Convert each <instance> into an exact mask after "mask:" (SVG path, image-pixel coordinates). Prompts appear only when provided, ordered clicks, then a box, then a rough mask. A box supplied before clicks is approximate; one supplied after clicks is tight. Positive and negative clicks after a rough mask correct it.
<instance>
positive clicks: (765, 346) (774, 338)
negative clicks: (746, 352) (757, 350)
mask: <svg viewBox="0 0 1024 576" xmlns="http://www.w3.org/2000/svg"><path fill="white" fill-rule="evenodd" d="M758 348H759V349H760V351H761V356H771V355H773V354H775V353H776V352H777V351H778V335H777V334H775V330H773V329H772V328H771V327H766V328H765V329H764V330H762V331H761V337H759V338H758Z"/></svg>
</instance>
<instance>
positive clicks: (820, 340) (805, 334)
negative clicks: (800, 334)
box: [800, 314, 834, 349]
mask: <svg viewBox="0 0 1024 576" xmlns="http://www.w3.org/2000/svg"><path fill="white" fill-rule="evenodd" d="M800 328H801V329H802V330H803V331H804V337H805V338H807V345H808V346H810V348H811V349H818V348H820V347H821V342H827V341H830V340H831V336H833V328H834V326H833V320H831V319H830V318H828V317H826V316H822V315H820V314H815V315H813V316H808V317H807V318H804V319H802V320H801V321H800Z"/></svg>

*-*-*

#### ASSIGNMENT:
For the string "instance", go through the entries above and copy each line where it occurs.

#### ANSWER TO THE EXERCISE:
Convert each <instance> into an exact mask after "mask:" (SVG path, image-pixel coordinates). Prompts appear only when provided, ordered clicks, then a box, then a rough mask. A box supplied before clicks is approximate; one supplied after clicks is tight. Positive and negative clicks after a rough mask correct it.
<instance>
</instance>
<instance>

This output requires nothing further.